Print exactly the lines starting at the one that contains "Run detection on fish pectoral" and ending at the last line of the listing below.

Task material below:

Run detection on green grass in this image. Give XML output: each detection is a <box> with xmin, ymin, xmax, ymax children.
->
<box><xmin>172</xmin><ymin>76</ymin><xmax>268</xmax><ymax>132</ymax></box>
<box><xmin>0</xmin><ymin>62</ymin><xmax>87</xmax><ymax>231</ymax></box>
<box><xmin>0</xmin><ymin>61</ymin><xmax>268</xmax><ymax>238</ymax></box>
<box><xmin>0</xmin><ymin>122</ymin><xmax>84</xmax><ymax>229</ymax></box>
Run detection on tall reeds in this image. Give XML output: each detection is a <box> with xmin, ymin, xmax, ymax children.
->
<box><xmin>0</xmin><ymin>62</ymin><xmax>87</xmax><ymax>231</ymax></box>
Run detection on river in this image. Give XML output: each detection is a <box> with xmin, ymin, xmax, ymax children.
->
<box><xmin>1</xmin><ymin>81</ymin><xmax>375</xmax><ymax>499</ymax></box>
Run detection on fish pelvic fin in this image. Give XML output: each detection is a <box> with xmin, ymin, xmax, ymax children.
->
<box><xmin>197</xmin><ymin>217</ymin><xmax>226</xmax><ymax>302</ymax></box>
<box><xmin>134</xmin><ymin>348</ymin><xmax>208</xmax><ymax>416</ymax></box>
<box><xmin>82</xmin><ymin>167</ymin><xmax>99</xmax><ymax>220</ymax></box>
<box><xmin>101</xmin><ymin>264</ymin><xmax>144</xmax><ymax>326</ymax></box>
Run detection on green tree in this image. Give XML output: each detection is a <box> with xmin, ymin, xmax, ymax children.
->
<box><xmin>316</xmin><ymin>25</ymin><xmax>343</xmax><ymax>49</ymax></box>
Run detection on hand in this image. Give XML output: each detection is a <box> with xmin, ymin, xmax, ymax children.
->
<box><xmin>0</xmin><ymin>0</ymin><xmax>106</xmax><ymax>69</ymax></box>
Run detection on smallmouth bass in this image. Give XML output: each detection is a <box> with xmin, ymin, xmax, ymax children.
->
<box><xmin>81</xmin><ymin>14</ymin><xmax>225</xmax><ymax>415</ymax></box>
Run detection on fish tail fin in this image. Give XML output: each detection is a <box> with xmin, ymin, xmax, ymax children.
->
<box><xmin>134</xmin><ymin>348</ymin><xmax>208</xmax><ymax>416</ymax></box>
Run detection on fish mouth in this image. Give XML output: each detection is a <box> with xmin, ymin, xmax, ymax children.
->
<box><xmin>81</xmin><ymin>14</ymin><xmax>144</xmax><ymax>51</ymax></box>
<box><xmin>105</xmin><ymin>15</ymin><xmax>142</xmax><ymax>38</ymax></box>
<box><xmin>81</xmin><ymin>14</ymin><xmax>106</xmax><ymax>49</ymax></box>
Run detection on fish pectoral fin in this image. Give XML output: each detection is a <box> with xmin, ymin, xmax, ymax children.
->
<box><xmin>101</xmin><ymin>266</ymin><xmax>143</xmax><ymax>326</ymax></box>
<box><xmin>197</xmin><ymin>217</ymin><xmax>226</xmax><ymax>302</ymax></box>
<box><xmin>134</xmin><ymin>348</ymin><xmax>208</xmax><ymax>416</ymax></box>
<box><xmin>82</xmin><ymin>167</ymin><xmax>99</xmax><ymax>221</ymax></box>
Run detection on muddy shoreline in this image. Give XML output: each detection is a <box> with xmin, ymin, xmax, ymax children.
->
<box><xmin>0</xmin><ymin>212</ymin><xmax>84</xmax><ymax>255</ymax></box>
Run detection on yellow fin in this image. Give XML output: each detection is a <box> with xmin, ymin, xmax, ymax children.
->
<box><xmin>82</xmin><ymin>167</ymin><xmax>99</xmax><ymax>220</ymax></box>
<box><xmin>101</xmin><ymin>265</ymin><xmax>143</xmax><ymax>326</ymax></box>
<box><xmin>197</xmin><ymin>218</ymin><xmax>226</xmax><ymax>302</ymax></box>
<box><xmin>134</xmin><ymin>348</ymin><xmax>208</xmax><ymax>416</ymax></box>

End of Task material.

■ Result for this exercise ■
Run detection on fish pectoral fin in this image. Give XML output: each detection is a <box> with xmin, ymin, xmax, ymax children.
->
<box><xmin>101</xmin><ymin>266</ymin><xmax>143</xmax><ymax>326</ymax></box>
<box><xmin>197</xmin><ymin>217</ymin><xmax>226</xmax><ymax>302</ymax></box>
<box><xmin>134</xmin><ymin>348</ymin><xmax>208</xmax><ymax>416</ymax></box>
<box><xmin>82</xmin><ymin>167</ymin><xmax>99</xmax><ymax>221</ymax></box>
Run detection on muddy shoreline in this image. Give XML output: each detection is a <box> with xmin, ymin, xmax, ymax children.
->
<box><xmin>0</xmin><ymin>212</ymin><xmax>84</xmax><ymax>255</ymax></box>
Run detection on yellow fin in this image. Give XML output: each detection is a <box> with xmin, ymin, xmax, ymax children.
->
<box><xmin>82</xmin><ymin>167</ymin><xmax>99</xmax><ymax>220</ymax></box>
<box><xmin>101</xmin><ymin>265</ymin><xmax>143</xmax><ymax>326</ymax></box>
<box><xmin>197</xmin><ymin>218</ymin><xmax>226</xmax><ymax>302</ymax></box>
<box><xmin>134</xmin><ymin>348</ymin><xmax>208</xmax><ymax>416</ymax></box>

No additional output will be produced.